[Opening Input records section]
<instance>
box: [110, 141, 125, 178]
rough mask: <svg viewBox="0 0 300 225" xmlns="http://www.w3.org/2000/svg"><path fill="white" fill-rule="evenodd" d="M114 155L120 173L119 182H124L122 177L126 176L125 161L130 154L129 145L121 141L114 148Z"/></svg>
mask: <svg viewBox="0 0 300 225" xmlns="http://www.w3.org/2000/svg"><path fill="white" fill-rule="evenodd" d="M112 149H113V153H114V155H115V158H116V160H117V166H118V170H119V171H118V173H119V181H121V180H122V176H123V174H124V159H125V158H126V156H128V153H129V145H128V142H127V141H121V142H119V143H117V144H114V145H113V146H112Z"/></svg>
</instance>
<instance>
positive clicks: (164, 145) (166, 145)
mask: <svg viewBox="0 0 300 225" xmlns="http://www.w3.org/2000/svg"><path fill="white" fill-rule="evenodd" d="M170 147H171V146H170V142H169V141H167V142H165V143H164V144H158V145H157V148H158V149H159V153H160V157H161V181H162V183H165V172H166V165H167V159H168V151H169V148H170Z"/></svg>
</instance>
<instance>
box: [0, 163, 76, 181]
[Closing Input records section]
Everything before the line containing "positive clicks: (164, 145) (166, 145)" stays out. Write out that line and the rest of the entries exactly.

positive clicks: (164, 145) (166, 145)
mask: <svg viewBox="0 0 300 225" xmlns="http://www.w3.org/2000/svg"><path fill="white" fill-rule="evenodd" d="M170 147H171V146H170V142H169V141H167V142H165V143H164V144H158V145H157V148H158V149H159V153H160V157H161V181H162V183H165V172H166V165H167V159H168V151H169V148H170Z"/></svg>
</instance>
<instance>
box: [0, 163, 76, 181]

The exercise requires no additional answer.